(Region pointing data)
>>>

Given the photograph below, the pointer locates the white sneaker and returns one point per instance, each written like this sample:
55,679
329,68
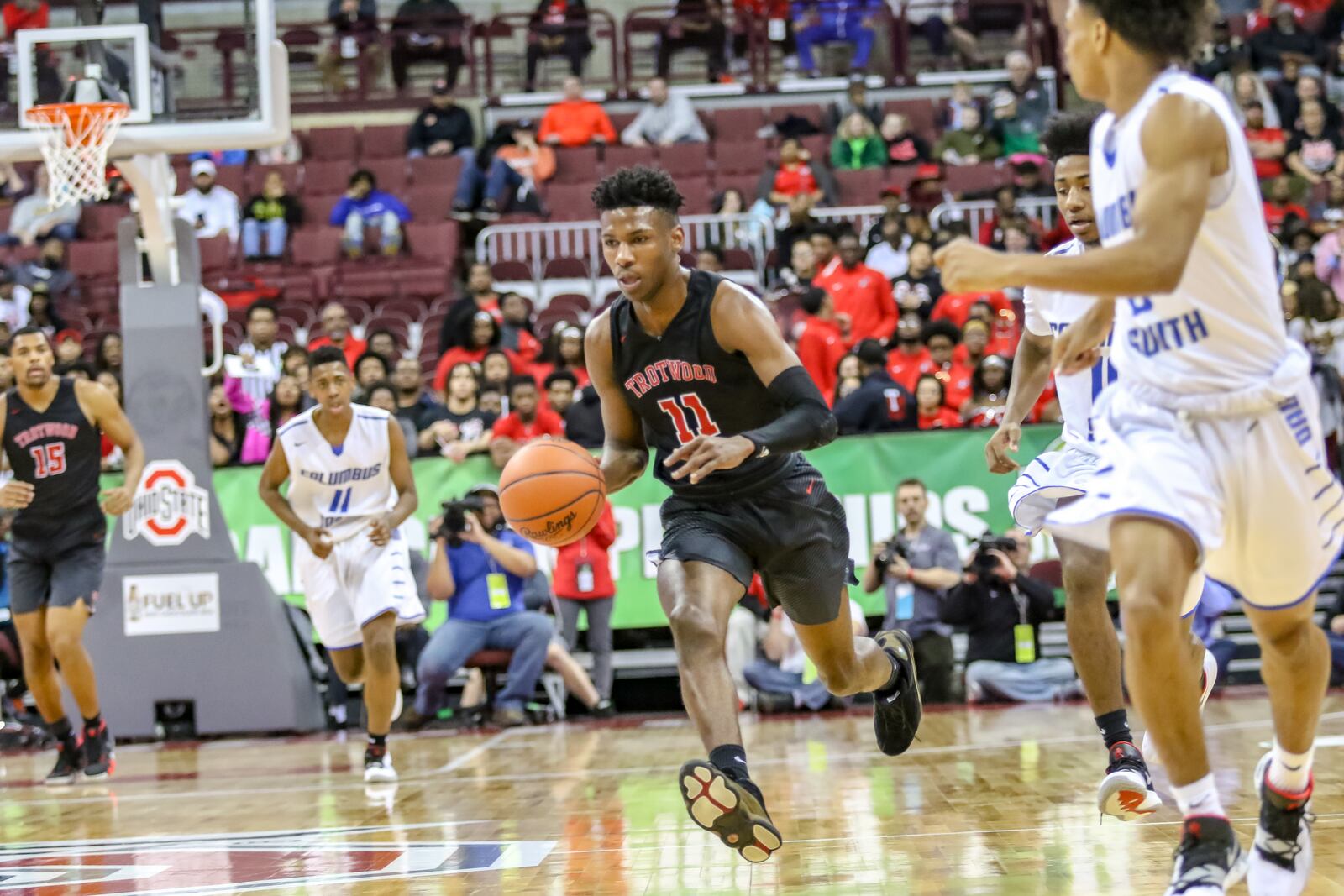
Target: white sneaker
1210,679
1281,859
1126,793
378,768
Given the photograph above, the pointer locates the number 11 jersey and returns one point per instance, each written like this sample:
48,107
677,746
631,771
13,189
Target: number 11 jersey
685,385
340,488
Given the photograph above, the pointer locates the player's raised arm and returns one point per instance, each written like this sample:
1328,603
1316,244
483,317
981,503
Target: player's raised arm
381,531
624,452
743,324
1030,375
109,418
1186,148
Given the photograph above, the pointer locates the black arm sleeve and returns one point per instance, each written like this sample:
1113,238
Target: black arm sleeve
806,423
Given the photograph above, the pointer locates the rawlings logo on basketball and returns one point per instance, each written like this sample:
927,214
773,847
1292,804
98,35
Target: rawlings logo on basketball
553,528
168,506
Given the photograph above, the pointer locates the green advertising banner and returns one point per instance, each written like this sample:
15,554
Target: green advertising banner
964,497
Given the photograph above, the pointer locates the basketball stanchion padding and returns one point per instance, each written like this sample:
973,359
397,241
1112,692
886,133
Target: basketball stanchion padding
551,492
76,137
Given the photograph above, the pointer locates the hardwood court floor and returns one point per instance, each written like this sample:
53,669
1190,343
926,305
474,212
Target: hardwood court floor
990,801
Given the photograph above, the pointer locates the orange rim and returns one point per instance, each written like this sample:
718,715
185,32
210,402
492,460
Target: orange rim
84,123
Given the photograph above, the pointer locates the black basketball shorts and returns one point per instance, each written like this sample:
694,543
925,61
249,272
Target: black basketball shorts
57,571
792,532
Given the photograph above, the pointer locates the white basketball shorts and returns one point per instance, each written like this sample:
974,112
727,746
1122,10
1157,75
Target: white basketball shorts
1046,481
356,584
1253,492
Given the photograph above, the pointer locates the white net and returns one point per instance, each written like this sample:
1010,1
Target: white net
76,141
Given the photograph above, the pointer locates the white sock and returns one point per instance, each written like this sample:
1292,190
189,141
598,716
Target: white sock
1200,799
1290,773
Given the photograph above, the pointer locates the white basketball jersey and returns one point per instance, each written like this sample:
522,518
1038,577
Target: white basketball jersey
1222,329
1050,313
339,488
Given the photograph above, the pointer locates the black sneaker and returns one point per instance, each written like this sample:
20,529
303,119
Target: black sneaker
100,759
729,810
1126,792
69,762
897,714
1281,860
1209,859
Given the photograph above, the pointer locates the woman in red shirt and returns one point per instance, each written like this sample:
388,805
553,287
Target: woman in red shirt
584,582
564,352
933,412
483,338
793,176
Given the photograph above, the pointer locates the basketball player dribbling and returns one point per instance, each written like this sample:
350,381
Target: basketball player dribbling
349,490
694,365
1059,477
53,441
1210,443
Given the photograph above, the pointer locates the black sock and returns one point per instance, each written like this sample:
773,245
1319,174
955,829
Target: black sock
1115,727
732,759
60,728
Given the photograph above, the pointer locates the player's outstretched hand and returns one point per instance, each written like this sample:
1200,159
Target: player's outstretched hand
15,495
1005,441
118,501
968,266
709,453
320,543
380,531
1079,348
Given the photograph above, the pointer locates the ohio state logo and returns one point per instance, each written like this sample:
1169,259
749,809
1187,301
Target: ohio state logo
168,506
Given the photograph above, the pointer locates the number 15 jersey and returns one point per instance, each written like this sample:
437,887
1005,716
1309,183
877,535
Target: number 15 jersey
339,488
685,385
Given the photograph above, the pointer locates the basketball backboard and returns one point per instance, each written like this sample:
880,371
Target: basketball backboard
197,76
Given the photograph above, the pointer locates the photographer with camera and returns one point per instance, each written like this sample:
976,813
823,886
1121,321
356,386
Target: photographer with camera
1001,607
917,567
480,569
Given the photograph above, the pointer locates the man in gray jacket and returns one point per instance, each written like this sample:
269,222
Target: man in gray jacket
665,120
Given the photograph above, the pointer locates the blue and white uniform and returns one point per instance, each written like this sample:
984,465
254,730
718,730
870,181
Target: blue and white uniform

<<<

**TASK OBJECTIVE:** Produce an exact copy of every line above, with the images left out.

**RESULT:**
Given the photograph below, the pointer locates the white sneaker and returns one point per instance, each written like this sample:
55,679
329,68
Target: white sneaker
1210,679
1281,859
1126,793
378,768
Given the photograph above, the pointer locates the number 11 jersey and returns one point per instance, each written like this sample:
48,107
677,746
631,771
13,189
Target: number 11 jersey
685,385
340,488
Given the photograph above, the pointer locates the player's raised arm and returns one point per instance, each written like this sample:
1328,603
1316,244
483,317
981,503
Target: player's raised arm
381,531
624,452
743,324
1030,375
109,418
1186,148
Given the photograph above, the pointer locates the black arm sleeve and returns one point per instance, each written like this sample:
1113,238
Target: black arm sleeve
806,423
Given the photograph above, the pointer locates the rawlings logo on basketball and returns one point per instance, each written like this sample:
927,214
773,847
1292,804
98,35
Target: rawlings logo on basketball
553,528
168,506
Given the photograph above, the pointer locates the green advertising banner and returns one point per instance, each written like this sample:
15,554
Target: green advertising banner
964,497
Given the photograph above, the pointer locates the basketball stanchion padding and returns one point per instance, each written like this sample:
973,359
397,241
1112,692
886,133
Target: basketball stanchion padding
551,492
76,137
Given the photograph above, the pointer locates the hardwood court floor and returns one point per instance, each written like this sample:
53,669
1190,343
926,305
474,212
Target: hardwood court floor
990,801
Given the photograph above, the pointer locates the orange rim and returns one point per instance, each written like this sample:
718,715
185,32
210,402
492,460
Target: orange rim
84,123
Given the photograph above, the pointer locates the black basketball shorts and returns one point per instance, each written like this sample:
694,543
925,61
249,272
Target: black basketball shorts
57,571
792,532
Given the photograph above, the pointer locates the white basketball shorts and returns one point per instance, each written like this sample:
974,112
727,746
1122,10
1157,75
Target: white basketball shorts
1046,481
356,584
1253,492
Given the photograph above, the pointer locates the white net and returns one point per instance, each written like this sample:
1010,1
Target: white net
76,141
Given the photograph above, the pointer locates the white sock and returns one point per instance, each written like this sample:
1292,190
189,141
598,716
Target: white sock
1200,799
1290,773
Given the photograph above, the pointer locates the white basketball jersey and returns one point per instance, each written like this sample:
522,518
1038,577
Target: white basketball jersey
1222,329
1050,313
339,488
Given the photograph above, the pointer locates the black sneaker and returns one point per instance, each written like this sample:
20,529
303,119
Target: black sneaker
100,759
729,810
1126,792
69,762
897,714
1281,860
1209,859
Given the photograph above, the pointer locates the woman in red shirt and returns one point per instance, each written like this sample:
388,805
553,287
Target: woman in red shirt
584,582
564,352
933,412
483,338
793,176
Given the photograph above, the pointer locates the basketball player dribbling and returns one point per instance, each written like this sample:
350,381
Target: basketball player dribbling
349,490
694,365
1059,477
53,441
1210,443
Given the photograph above, the pointer locates the black sock and returns one point per instance, each written like this sample:
773,245
1319,174
955,829
Target: black sock
1115,727
732,759
60,728
Given the photograph above, the pointer locates the player's outstretched hand and returns one point per instance, each written like this sample:
1200,159
Target: player's outstretched hand
15,495
1005,441
118,501
968,266
709,453
320,543
380,531
1079,348
Given the photograph above, the pointer locates the ohio state logo and returns one point per instance, each written like this sample:
1169,259
749,809
1187,301
Target: ohio state logo
168,506
Given the photograph above, the pointer locates the number 15 jersey and returns one point per instance, each written like this sample:
437,887
1005,716
1309,183
877,535
Target: number 15 jersey
339,488
685,385
Given the photograph above, the pointer locates the basketball backboard and returns one point per instance, each written like this sample:
880,371
Target: basketball backboard
197,76
Given the photograph above, the pointer locates the photographer with camera and returns one point per instance, each written like this sample:
976,813
823,886
1121,321
356,386
Target: photographer with camera
1001,607
917,567
480,569
Given the photograph above, the pointer locates the man in gray jacket and returns one point per instance, each written like this sample:
269,222
Target: man in gray jacket
665,120
Given the photograph above, the pointer locates the blue and white uniform and returns one point per instance, each written like this sample:
984,465
254,730
718,730
870,181
Target: blue and white uniform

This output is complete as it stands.